**Data listing:**
- - - -

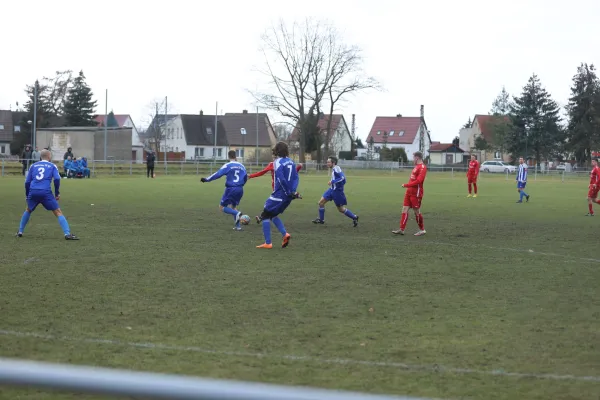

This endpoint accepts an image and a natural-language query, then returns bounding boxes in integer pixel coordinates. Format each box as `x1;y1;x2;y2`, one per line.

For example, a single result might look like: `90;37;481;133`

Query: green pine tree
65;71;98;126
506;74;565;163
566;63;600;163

- - - -

**Challenge:** Reproduce the entries above word for word, and leave out the pictures.

**Task output:**
This endpoint accepts an image and a natural-language query, then returns bounding boxes in integer pixel coordinates. Format each box as `x1;y1;x2;y2`, one per line.

For example, a single result might look like: `90;37;481;133`

Query: green pine tree
65;71;98;126
506;74;565;163
566;63;600;163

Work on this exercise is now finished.